§ **CHALLENGE**
Rewrite the lines below as a numbered list, omitting any blank lines.

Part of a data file
━━━━━━━━━━
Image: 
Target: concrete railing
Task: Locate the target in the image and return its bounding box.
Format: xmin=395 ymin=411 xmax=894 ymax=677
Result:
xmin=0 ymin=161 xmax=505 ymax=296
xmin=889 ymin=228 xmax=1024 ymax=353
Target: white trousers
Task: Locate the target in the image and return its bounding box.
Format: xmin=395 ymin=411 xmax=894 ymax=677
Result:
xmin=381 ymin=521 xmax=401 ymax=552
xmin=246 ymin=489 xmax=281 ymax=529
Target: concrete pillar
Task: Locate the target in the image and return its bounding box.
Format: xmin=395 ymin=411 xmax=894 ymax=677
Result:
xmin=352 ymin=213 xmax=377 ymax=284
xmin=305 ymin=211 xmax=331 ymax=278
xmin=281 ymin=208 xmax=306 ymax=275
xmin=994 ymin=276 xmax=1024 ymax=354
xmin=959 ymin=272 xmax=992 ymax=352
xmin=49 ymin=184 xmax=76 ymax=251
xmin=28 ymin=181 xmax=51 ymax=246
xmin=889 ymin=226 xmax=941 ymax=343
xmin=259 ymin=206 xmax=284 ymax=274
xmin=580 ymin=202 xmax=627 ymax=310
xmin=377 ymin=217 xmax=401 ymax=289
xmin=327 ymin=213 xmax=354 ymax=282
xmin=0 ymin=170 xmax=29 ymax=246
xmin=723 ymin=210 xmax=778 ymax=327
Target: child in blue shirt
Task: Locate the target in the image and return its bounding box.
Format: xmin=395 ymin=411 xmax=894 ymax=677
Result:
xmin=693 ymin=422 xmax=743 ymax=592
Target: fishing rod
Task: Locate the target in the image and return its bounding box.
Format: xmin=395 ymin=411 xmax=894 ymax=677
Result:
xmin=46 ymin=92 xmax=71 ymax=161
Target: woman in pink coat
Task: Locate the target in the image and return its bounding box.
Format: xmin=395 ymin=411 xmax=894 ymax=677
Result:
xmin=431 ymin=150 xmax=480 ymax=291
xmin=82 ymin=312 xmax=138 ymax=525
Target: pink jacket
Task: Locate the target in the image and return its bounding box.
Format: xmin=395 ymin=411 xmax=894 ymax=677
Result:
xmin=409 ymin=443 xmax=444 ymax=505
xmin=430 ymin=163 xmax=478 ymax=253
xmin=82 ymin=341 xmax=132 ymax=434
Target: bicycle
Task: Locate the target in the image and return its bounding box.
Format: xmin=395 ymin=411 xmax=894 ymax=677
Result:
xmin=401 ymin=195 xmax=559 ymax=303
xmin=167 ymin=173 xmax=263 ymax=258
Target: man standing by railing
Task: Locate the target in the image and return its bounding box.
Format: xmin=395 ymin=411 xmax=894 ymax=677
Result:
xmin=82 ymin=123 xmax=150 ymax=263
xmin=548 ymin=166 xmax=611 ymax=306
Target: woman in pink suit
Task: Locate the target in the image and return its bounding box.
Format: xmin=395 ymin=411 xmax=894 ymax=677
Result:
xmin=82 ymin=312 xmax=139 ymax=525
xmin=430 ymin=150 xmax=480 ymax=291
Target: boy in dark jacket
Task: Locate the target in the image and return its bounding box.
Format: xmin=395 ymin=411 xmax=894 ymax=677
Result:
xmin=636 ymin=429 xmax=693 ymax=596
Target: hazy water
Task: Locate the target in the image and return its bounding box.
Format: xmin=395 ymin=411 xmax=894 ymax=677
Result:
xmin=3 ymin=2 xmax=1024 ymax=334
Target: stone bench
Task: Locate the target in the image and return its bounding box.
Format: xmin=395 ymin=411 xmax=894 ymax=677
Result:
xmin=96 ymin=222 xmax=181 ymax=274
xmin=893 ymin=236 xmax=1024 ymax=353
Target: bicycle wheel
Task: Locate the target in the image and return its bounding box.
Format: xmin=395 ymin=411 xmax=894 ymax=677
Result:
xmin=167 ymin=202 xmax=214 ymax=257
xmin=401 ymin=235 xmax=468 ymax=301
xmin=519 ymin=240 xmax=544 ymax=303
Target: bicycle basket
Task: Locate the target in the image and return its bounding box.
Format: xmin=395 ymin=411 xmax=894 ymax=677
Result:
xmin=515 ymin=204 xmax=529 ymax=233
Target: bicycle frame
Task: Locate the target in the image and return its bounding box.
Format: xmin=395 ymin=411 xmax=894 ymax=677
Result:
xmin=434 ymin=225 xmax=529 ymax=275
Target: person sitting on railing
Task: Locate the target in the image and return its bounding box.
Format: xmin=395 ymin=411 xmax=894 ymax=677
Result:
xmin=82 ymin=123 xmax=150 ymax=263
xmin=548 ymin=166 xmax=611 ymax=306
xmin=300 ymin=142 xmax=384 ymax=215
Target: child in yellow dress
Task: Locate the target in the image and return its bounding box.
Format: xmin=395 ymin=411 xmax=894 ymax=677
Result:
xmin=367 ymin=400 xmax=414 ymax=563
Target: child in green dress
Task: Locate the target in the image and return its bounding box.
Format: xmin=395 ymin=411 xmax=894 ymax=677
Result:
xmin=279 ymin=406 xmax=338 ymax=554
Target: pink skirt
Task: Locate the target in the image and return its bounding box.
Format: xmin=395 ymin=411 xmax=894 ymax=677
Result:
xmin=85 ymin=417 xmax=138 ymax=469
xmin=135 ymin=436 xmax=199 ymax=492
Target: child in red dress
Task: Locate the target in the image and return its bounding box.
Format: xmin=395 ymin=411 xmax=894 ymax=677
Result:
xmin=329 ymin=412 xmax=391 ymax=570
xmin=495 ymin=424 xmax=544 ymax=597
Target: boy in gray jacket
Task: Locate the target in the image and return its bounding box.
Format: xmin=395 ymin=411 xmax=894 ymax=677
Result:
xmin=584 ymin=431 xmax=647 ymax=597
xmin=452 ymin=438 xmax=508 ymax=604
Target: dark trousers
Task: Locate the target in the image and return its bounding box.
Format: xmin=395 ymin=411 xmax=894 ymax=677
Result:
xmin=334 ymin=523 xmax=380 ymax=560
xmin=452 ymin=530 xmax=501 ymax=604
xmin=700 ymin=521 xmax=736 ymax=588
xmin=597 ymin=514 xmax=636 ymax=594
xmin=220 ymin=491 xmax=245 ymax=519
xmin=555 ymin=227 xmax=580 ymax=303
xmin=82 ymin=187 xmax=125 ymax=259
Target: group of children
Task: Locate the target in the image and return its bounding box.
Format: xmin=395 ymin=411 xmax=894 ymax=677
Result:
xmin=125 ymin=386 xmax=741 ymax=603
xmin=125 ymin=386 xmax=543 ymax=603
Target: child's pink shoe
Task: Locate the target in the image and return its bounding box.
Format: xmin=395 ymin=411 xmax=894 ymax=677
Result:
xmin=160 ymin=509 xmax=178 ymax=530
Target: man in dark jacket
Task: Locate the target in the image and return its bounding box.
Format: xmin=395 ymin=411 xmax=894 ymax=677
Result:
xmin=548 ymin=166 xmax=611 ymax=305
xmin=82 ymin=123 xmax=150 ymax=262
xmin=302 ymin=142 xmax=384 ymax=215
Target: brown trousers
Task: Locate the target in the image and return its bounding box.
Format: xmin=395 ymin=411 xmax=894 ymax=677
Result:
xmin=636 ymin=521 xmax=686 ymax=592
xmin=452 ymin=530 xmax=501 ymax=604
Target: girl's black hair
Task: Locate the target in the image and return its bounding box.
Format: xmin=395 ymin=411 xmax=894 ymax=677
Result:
━━━━━━━━━━
§ **TASK RESULT**
1. Image: 
2. Target: concrete railing
3. Task: Locate the target in the image and return its bounding box.
4. Format: xmin=395 ymin=411 xmax=894 ymax=677
5. Result:
6. xmin=0 ymin=161 xmax=505 ymax=296
7. xmin=889 ymin=228 xmax=1024 ymax=353
8. Target: white trousers
9. Task: Locate the target in the image and return its bounding box.
10. Format: xmin=395 ymin=411 xmax=894 ymax=677
11. Result:
12. xmin=381 ymin=521 xmax=401 ymax=552
13. xmin=246 ymin=489 xmax=281 ymax=529
14. Target: concrete pillar
15. Task: Locate the target in the image and return its bounding box.
16. Format: xmin=395 ymin=411 xmax=894 ymax=677
17. Result:
18. xmin=352 ymin=213 xmax=377 ymax=284
19. xmin=305 ymin=211 xmax=331 ymax=278
20. xmin=281 ymin=208 xmax=306 ymax=275
21. xmin=994 ymin=276 xmax=1024 ymax=354
22. xmin=959 ymin=272 xmax=992 ymax=352
23. xmin=49 ymin=184 xmax=76 ymax=251
24. xmin=28 ymin=181 xmax=51 ymax=246
25. xmin=889 ymin=226 xmax=941 ymax=343
26. xmin=259 ymin=206 xmax=284 ymax=274
27. xmin=580 ymin=202 xmax=627 ymax=310
28. xmin=377 ymin=217 xmax=401 ymax=289
29. xmin=327 ymin=213 xmax=354 ymax=282
30. xmin=0 ymin=170 xmax=29 ymax=246
31. xmin=723 ymin=210 xmax=778 ymax=327
32. Target: child in blue shirt
33. Task: Locate the target in the image and return its bounding box.
34. Format: xmin=395 ymin=411 xmax=894 ymax=677
35. Result:
36. xmin=693 ymin=422 xmax=743 ymax=592
37. Target: fishing rod
38. Task: Locate the target in the image and return its bounding box.
39. Format: xmin=395 ymin=411 xmax=894 ymax=677
40. Result:
41. xmin=46 ymin=92 xmax=71 ymax=161
42. Target: woman in pink coat
43. Task: Locate the target in the image and return its bounding box.
44. Format: xmin=395 ymin=411 xmax=894 ymax=677
45. Result:
46. xmin=431 ymin=150 xmax=480 ymax=291
47. xmin=82 ymin=312 xmax=138 ymax=525
48. Target: pink jacket
49. Task: Locate the target in the image and return its bounding box.
50. Format: xmin=395 ymin=411 xmax=894 ymax=677
51. Result:
52. xmin=409 ymin=443 xmax=444 ymax=505
53. xmin=430 ymin=163 xmax=478 ymax=253
54. xmin=82 ymin=341 xmax=132 ymax=434
55. Target: bicycle
56. Task: Locate the target in the image and return its bounding box.
57. Format: xmin=395 ymin=411 xmax=894 ymax=677
58. Result:
59. xmin=401 ymin=195 xmax=559 ymax=303
60. xmin=167 ymin=173 xmax=263 ymax=258
61. Target: man standing by railing
62. Task: Locate the target in the image and return its bounding box.
63. Format: xmin=395 ymin=411 xmax=894 ymax=677
64. Result:
65. xmin=82 ymin=123 xmax=150 ymax=263
66. xmin=548 ymin=166 xmax=611 ymax=306
67. Target: woman in pink suit
68. Task: Locate the target in the image and return its bounding box.
69. Format: xmin=395 ymin=411 xmax=894 ymax=677
70. Result:
71. xmin=82 ymin=312 xmax=139 ymax=525
72. xmin=430 ymin=150 xmax=480 ymax=291
73. Target: boy in dark jacket
74. Task: Locate the target in the image and return its bounding box.
75. Format: xmin=395 ymin=411 xmax=894 ymax=677
76. Result:
77. xmin=636 ymin=429 xmax=693 ymax=596
78. Target: hazy water
79. Task: Locate the target in the image and return its bounding box.
80. Format: xmin=395 ymin=411 xmax=894 ymax=677
81. Result:
82. xmin=3 ymin=2 xmax=1024 ymax=334
83. Target: stone bench
84. Task: Locate the target in the image and return its bounding box.
85. Format: xmin=395 ymin=411 xmax=894 ymax=677
86. Result:
87. xmin=96 ymin=222 xmax=181 ymax=274
88. xmin=893 ymin=236 xmax=1024 ymax=353
89. Target: bicycle wheel
90. Task: Locate the target in the image and return its bounding box.
91. Format: xmin=395 ymin=411 xmax=894 ymax=677
92. Result:
93. xmin=167 ymin=202 xmax=214 ymax=257
94. xmin=401 ymin=235 xmax=468 ymax=301
95. xmin=519 ymin=240 xmax=544 ymax=303
96. Target: bicycle basket
97. Task: Locate the target in the image and return its bounding box.
98. Format: xmin=395 ymin=411 xmax=894 ymax=677
99. Result:
100. xmin=515 ymin=204 xmax=529 ymax=233
101. Target: bicycle frame
102. Task: Locate the target in the image and return its bounding box.
103. Format: xmin=395 ymin=411 xmax=894 ymax=677
104. Result:
105. xmin=434 ymin=225 xmax=529 ymax=275
106. Target: person sitting on railing
107. Task: Locate the target in the image and return its bounding box.
108. Format: xmin=395 ymin=411 xmax=894 ymax=677
109. Result:
110. xmin=82 ymin=123 xmax=150 ymax=263
111. xmin=548 ymin=166 xmax=611 ymax=306
112. xmin=300 ymin=142 xmax=384 ymax=215
113. Target: child in yellow dress
114. Task: Locate the target in the image and return its bounding box.
115. Format: xmin=395 ymin=411 xmax=894 ymax=677
116. Result:
117. xmin=367 ymin=400 xmax=414 ymax=563
118. Target: child in green dress
119. Task: Locate the target in the image and return its bounding box.
120. Format: xmin=395 ymin=411 xmax=894 ymax=677
121. Result:
122. xmin=279 ymin=406 xmax=338 ymax=554
123. Target: pink skirt
124. Task: Locate the target in the image and return its bounding box.
125. Format: xmin=395 ymin=411 xmax=894 ymax=677
126. Result:
127. xmin=85 ymin=417 xmax=138 ymax=469
128. xmin=135 ymin=436 xmax=199 ymax=492
129. Target: child in red dress
130. Task: Locate the target in the image and return its bounding box.
131. Format: xmin=395 ymin=411 xmax=894 ymax=677
132. Result:
133. xmin=329 ymin=412 xmax=391 ymax=570
134. xmin=495 ymin=424 xmax=544 ymax=597
135. Target: boy in gray jacket
136. Task: Locate the target in the image and return its bounding box.
137. Format: xmin=395 ymin=411 xmax=894 ymax=677
138. Result:
139. xmin=584 ymin=431 xmax=647 ymax=597
140. xmin=452 ymin=438 xmax=508 ymax=604
141. Target: dark trousers
142. Task: Locate the target in the image and return its bounding box.
143. Format: xmin=395 ymin=411 xmax=894 ymax=677
144. Result:
145. xmin=334 ymin=523 xmax=380 ymax=560
146. xmin=452 ymin=530 xmax=501 ymax=604
147. xmin=700 ymin=521 xmax=736 ymax=588
148. xmin=597 ymin=514 xmax=636 ymax=594
149. xmin=220 ymin=491 xmax=245 ymax=519
150. xmin=555 ymin=227 xmax=580 ymax=303
151. xmin=82 ymin=187 xmax=125 ymax=259
152. Target: group of children
153. Task: Locate the target in the image and return its bounding box.
154. Format: xmin=395 ymin=411 xmax=894 ymax=677
155. Result:
156. xmin=125 ymin=386 xmax=741 ymax=603
157. xmin=125 ymin=386 xmax=543 ymax=603
158. Target: child's pink shoe
159. Task: Locate the target in the image and return its bounding box.
160. Format: xmin=395 ymin=411 xmax=894 ymax=677
161. Result:
162. xmin=160 ymin=509 xmax=178 ymax=530
163. Target: man in dark jacket
164. Task: Locate the target in the image and return its bounding box.
165. Format: xmin=395 ymin=411 xmax=894 ymax=677
166. Result:
167. xmin=548 ymin=166 xmax=611 ymax=305
168. xmin=82 ymin=123 xmax=150 ymax=262
169. xmin=302 ymin=142 xmax=384 ymax=215
170. Target: brown trousers
171. Task: Locate the target in the image and return its bounding box.
172. Format: xmin=395 ymin=411 xmax=894 ymax=677
173. Result:
174. xmin=636 ymin=521 xmax=686 ymax=592
175. xmin=452 ymin=530 xmax=501 ymax=604
176. Target: girl's black hair
177. Task: Locate the target in the image and return its bounding box.
178. Format: xmin=395 ymin=411 xmax=894 ymax=677
179. Result:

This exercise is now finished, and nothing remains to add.